Tempos de temor e expectativa
Faustino Teixeira
Estamos vivendo hoje no mundo uma situação extremamente difícil, onde a vulnerabilidade está exposta com toda a sua nervura. A pandemia em curso continua com sua letalidade única, virulenta. São nada menos do que 3 milhões de infectados no planeta, tendo os EUA na liderança, com 1/3 dos casos confirmados. A ameaça maior é com respeito aos riscos que vão acompanhar a presença da pandemia nos países do Terceiro Mundo: Índia, África, América Latina. No caso da Índia, é onde a vulnerabilidade está mais presente, uma vez ali estão concentrados o maior número de idosos no mundo. Na América Latina, o grande problema das favelas, desprotegidas do necessário distanciamento exigido. Fora o problema tremendo dos sem-teto, que não podem se dar o luxo de permanecerem em casa.
A situação no Brasil é preocupante. O país é o quarto no mundo a registrar o maior número de mortes nas últimas 24 horas, só sendo superado pelos EUA, França e Reino Unido. O Brasil já ultrapassou em óbitos a Itália, a Espanha e a China. Os números de hoje, como apontam os dados, indicam o registro de 5.017 casos fatais em razão da Covid-19. Um número superior ao da China, onde tudo começou. O registro na China indica 4.643 mortes. No Brasil, o estado com maior número de casos é São Paulo (21.696), seguido do Rio de Janeiro (7.944), Ceará (6.726), Pernambuco (5.358) e Amazonas (3.928). Os infectados estão presentes hoje em 13 estados e o Distrito Federal: todos com mais de 1.000 infectados.
Os casos de doença no Brasil também aumentaram significativamente: de ontem para hoje, 28/04/2020, o Brasil registrou 5.385 infectados, e o total alcança agora 71.886 casos da doença. Em vídeo de alerta que vem circulando hoje nas redes, a doutora Ana Escobar faz uma séria advertência: esta semana e a próxima são as mais difíceis, pois indicam o pico de incidência da pandemia no país. Ela faz um cálculo arrepiante: tivemos 40 dias para registrar a primeira morte. Daí em diante os dados são tremendos: 7 dias para registra mais 1.000 mortes; 5 dias para registrar outras 1.000, e agora 3 dias para registrar a mesma cifra.

..............................

No texto sobre a pandemia, qual estado brasileiro aparece com o maior número de casos?

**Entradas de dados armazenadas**
..............................

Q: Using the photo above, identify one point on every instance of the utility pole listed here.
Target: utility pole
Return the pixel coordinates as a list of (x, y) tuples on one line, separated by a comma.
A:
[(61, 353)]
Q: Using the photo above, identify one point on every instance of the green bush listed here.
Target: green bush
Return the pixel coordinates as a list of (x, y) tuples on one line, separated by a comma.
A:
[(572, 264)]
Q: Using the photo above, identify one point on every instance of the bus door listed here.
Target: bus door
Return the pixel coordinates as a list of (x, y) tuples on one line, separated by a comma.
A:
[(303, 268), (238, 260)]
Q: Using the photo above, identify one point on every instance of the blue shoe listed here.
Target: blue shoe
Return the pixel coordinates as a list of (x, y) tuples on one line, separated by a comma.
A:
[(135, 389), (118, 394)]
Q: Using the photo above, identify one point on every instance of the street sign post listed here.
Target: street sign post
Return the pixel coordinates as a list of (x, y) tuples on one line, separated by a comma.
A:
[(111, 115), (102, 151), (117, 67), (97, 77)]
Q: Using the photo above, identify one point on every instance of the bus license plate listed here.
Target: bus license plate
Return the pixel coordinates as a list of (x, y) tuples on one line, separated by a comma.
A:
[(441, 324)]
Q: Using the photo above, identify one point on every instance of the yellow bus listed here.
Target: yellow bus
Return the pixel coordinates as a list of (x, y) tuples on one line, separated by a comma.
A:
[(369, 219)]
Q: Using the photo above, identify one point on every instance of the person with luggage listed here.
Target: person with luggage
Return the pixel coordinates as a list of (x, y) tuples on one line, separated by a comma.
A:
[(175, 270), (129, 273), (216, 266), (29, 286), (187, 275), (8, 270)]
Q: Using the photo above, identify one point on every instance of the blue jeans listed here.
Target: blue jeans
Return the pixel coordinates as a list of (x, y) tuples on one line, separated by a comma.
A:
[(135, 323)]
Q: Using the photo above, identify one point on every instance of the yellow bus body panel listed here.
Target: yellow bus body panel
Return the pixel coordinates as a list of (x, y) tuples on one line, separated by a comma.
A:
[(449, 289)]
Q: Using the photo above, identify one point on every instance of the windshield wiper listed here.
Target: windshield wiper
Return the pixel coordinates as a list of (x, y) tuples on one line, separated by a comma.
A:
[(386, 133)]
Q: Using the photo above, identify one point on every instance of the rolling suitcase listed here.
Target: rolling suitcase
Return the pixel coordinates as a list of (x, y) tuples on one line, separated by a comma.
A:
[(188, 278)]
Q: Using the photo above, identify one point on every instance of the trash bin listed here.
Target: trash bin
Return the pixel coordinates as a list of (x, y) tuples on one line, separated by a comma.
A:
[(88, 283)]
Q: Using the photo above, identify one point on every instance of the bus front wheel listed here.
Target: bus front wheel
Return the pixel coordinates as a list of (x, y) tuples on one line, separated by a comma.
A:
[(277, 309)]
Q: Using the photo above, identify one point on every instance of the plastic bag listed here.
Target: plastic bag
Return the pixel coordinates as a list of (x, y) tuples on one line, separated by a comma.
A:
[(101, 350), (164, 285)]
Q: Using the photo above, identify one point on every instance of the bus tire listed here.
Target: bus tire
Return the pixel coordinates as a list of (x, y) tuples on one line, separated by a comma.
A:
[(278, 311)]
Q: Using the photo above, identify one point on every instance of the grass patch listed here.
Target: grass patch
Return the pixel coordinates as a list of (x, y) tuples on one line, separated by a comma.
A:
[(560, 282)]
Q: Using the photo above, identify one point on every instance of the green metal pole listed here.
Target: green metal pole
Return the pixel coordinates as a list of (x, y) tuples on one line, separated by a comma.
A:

..............................

**RESPOSTA DO EXERCÍCIO**
São Paulo, com 21.696 casos.